Start of TEXT SECTION

= Skewes's number =

Unsolved problem in mathematics: What is the smallest Skewes's number?

Large number used in number theory

In number theory, Skewes's number is the smallest natural number $x$ for which the prime-counting function $\pi(x)$ exceeds the logarithmic integral function $\operatorname{li}(x).$ It is named for the South African mathematician Stanley Skewes who first computed an upper bound on its value.

The exact value of Skewes's number is still not known, but it is known that there is a crossing between $\pi(x) < \operatorname{li}(x)$ and $\pi(x) > \operatorname{li}(x)$ near $e^{727.95133} \approx 1.3972 \times 10^{316}.$ It is not known whether this is the smallest crossing.

The name is sometimes also applied to either of the large number bounds which Skewes found.

==Skewes's bounds==
Although nobody has ever found a value of $x$ for which $\pi(x) > \operatorname{li}(x),$ Skewes's research supervisor J.E. Littlewood had proved in Littlewood (1914) that there is such a number (and so, a first such number); and indeed found that the sign of the difference $\pi(x) - \operatorname{li}(x)$ changes infinitely many times. Littlewood's proof did not, however, exhibit a concrete such number $x$, nor did it even give any bounds on the value.

Skewes's task was to make Littlewood's existence proof effective: exhibit some concrete upper bound for the first sign change. According to Georg Kreisel, this was not considered obvious even in principle at the time.

Skewes (1933) proved that, assuming that the Riemann hypothesis is true, there exists a number $x$ violating $\pi(x) < \operatorname{li}(x),$ below
$e^{e^{e^{79}}}<10^{10^{10^{34}}}.$

Without assuming the Riemann hypothesis, Skewes (1955) later proved that there exists a value of $x$ below
$e^{e^{e^{e^{7.705}}}}<10^{10^{10^{964}}}.$
==More recent bounds==
These upper bounds have since been reduced considerably by using large-scale computer calculations of zeros of the Riemann zeta function. The first estimate for the actual value of a crossover point was given by Lehman (1966), who showed that somewhere between $1.53\times 10^{1165}$ and $1.65\times 10^{1165}$ there are more than $10^{500}$ consecutive integers $x$ with $\pi(x) > \operatorname{li}(x)$.

End of TEXT SECTION

**OBJECTIVE A**: How would you render this sentence from the Skewes's number text in Spanish: "The name is sometimes also applied to either of the large number bounds which Skewes found."?

Start of DATA TO PROCESS

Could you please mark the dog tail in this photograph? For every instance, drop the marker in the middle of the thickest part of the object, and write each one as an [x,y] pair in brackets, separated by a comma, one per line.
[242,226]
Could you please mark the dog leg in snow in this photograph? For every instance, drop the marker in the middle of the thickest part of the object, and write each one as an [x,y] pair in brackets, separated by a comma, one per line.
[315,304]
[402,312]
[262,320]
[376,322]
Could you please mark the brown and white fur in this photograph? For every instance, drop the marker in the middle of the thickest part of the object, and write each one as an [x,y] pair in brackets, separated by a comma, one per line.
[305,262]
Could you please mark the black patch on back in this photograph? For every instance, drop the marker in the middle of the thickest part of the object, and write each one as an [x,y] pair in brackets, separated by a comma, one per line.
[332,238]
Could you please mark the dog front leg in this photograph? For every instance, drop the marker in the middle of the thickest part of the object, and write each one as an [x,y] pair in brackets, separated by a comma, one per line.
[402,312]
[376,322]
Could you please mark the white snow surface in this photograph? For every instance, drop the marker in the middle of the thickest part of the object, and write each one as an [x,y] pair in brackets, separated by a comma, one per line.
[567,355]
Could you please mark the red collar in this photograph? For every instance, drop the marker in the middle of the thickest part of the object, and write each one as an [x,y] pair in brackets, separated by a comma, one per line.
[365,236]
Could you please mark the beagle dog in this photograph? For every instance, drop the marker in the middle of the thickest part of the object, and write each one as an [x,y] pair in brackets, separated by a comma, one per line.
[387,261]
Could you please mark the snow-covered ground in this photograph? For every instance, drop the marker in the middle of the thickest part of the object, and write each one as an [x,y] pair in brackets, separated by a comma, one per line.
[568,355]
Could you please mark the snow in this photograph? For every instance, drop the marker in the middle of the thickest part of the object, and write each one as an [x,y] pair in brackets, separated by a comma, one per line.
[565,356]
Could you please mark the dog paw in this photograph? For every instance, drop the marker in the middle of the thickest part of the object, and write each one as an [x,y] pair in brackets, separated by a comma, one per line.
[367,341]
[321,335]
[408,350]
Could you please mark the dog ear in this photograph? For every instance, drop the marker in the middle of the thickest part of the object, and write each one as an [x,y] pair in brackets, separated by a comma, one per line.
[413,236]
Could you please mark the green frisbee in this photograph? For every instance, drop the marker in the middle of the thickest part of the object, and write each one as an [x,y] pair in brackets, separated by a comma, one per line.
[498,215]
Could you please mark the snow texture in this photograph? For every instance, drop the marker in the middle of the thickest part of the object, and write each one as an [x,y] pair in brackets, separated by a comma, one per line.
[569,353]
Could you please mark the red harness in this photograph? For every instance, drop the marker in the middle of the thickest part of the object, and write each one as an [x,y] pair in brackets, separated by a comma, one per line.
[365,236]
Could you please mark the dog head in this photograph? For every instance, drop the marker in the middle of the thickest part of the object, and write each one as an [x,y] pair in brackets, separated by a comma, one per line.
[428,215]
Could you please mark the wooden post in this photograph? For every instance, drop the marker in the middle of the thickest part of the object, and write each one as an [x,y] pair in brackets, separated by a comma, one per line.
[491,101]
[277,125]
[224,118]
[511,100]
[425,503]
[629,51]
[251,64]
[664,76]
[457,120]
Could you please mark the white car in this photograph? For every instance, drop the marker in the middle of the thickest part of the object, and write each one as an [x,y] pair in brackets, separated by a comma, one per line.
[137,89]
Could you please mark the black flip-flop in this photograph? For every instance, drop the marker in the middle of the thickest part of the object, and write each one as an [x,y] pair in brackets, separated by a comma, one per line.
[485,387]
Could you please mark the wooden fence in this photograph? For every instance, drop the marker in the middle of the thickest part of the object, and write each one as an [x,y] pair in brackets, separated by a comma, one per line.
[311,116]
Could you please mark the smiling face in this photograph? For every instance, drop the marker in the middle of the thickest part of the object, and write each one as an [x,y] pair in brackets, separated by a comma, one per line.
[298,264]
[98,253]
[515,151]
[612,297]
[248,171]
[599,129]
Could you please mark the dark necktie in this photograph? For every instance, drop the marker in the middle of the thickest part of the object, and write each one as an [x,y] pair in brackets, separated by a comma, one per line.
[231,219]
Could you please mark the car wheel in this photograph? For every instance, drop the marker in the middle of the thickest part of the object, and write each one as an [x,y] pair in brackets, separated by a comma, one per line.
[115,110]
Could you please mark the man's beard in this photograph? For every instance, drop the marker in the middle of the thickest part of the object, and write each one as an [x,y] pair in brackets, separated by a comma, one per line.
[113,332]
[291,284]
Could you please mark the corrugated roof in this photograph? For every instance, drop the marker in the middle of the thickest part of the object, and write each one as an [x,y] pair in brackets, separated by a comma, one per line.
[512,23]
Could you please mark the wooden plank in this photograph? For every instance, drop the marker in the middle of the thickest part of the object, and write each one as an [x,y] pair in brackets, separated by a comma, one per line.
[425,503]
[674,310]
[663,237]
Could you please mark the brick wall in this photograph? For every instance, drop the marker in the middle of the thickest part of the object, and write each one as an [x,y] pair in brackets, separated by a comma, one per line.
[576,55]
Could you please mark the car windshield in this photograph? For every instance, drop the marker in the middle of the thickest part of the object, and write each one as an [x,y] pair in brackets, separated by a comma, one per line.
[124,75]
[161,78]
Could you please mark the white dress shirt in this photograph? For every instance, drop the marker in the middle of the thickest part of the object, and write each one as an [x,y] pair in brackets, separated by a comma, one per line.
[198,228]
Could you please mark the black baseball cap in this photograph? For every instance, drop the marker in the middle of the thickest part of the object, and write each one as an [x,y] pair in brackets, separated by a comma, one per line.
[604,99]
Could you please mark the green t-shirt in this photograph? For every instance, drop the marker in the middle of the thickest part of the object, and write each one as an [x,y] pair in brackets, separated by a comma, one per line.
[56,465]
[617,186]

End of DATA TO PROCESS

**OBJECTIVE B**: Can you copy the listing verbatim, from the line with "Could you please mark the white dress" through the end of the listing?

**PROBLEM SOLUTION A**: El nombre a veces también se aplica a cualquiera de las dos cotas de números grandes que encontró Skewes.

**PROBLEM SOLUTION B**:
Could you please mark the white dress shirt in this photograph? For every instance, drop the marker in the middle of the thickest part of the object, and write each one as an [x,y] pair in brackets, separated by a comma, one per line.
[198,228]
Could you please mark the black baseball cap in this photograph? For every instance, drop the marker in the middle of the thickest part of the object, and write each one as an [x,y] pair in brackets, separated by a comma, one per line.
[604,99]
Could you please mark the green t-shirt in this photograph? For every instance, drop the marker in the middle of the thickest part of the object, and write each one as an [x,y] pair in brackets, separated by a comma, one per line.
[56,465]
[617,186]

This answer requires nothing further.